▸ **SÉRIE DE TÂCHES**
A - D'après le texte sur le voyage immobile, répondez brièvement aux questions suivantes :
(i) Outre le déplacement de ville en ville, quelle autre manière de découvrir les continents est mentionnée ?
(ii) Qu'inventent les pins les jours de pluie ?
(iii) Quel arbre le pic mineur explore-t-il ?
B - Poursuivez le texte sur le voyage immobile à la suite de sa dernière phrase, en conservant le même ton.

▸ **PASSAGE SOURCE**
★ ★ ★
Nous pouvons découvrir les continents en allant d’une ville à l’autre, en nous compressant dans un avion pour survoler les océans et débarquer dans une cité où respirer est de plus en plus difficile. On peut le faire aussi en demeurant parfaitement immobile.
Je me sens tellement plus existant près de mon Grand Lac sans fin ni commencement, sur la dune avec les sifflements des pins qui changent selon les humeurs du vent et inventent des concertos les jours de pluie.
La paruline à poitrine rousse, le geai bleu impertinent, la mésange rieuse, le pic mineur qui explore le pommier, le grand pic qui arrive en ricanant et ausculte les épinettes. Les papillons aussi qui s’abandonnent aux courants d’air chaud, les chardonnerets qui font des fêtes ces temps-ci. Tout cela me fascine. Tout cela change selon les heures et les jours. Je m’applique à être un regard pour lire le monde et je ne voyage qu’entre la maison et mon pavillon où les livres attendent d'être lus. Lire sans arrêt pour être présent au monde. Écrire pour mieux voir la vie qui m’entoure.
★ ★ ★
Lignes du jeu de données

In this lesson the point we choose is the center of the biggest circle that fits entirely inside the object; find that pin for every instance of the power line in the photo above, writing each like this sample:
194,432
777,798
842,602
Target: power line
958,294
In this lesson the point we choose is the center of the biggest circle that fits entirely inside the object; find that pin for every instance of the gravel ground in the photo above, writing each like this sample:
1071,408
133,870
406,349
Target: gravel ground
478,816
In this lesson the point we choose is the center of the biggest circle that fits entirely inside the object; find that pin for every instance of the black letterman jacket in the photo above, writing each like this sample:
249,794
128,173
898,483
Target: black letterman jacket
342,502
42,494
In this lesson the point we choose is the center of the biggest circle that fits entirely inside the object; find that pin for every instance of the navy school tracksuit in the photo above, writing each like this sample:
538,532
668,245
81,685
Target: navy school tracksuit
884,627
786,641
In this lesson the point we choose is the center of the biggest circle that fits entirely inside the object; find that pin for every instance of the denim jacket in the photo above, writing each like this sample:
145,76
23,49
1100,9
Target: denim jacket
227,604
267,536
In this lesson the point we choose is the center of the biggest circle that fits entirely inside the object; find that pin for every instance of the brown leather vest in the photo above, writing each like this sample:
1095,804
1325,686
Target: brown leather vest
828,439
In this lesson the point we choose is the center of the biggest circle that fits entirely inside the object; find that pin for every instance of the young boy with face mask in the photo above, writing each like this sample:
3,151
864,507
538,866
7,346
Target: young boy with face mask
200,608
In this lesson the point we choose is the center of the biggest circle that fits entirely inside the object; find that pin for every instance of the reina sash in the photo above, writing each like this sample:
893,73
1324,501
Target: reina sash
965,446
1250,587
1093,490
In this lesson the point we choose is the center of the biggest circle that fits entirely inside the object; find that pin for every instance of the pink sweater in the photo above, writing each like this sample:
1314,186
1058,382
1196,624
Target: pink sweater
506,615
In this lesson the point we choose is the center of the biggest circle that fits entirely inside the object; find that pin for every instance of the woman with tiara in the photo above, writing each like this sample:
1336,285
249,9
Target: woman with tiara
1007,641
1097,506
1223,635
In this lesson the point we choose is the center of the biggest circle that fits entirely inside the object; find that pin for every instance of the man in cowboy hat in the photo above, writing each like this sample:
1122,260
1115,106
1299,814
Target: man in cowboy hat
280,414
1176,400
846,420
★ ★ ★
▸ **RÉPONSES PAR TÂCHE**
A -
(i) En demeurant parfaitement immobile.
(ii) Des concertos.
(iii) Le pommier.

B -
Le monde. Le monde est petit comme une orange. Il est incroyablement compliqué et d’une absolue simplicité. Le monde peut être remplacé, recréé, anéanti par les mots. Il existe de l’autre côté de la fenêtre, ce qui est une autre façon de dire qu’il n’existe pas. Ce qui existe : la flamme de la bougie, le chien à ses pieds, les draps de coton, les fleurs de jasmin aplaties entre les pages des dictionnaires, qui dorment entre le mot jardin et le mot journée, les braises dans l’âtre, les poèmes qui palpitent dans le tiroir. Le monde est noir et la chambre est blanche. Ce sont les poèmes qui l’éclairent. (p.136)

Quel bonheur de lire Dominique Fortier, cette écriture qui envoûte comme la musique d’Arvo Pärt qui hypnotise dans le soir, quand le soleil se défait derrière l’horizon, dans une saignée rouge. Un délice que ces textes fignolés comme des petits tableaux. Voilà le rôle de la littérature qui aide à mieux respirer et à voir autrement.


LES VILLES DE PAPIER, un roman de Dominique Fortier, Éditions ALTO, 2018, 192 pages, 22,95 $.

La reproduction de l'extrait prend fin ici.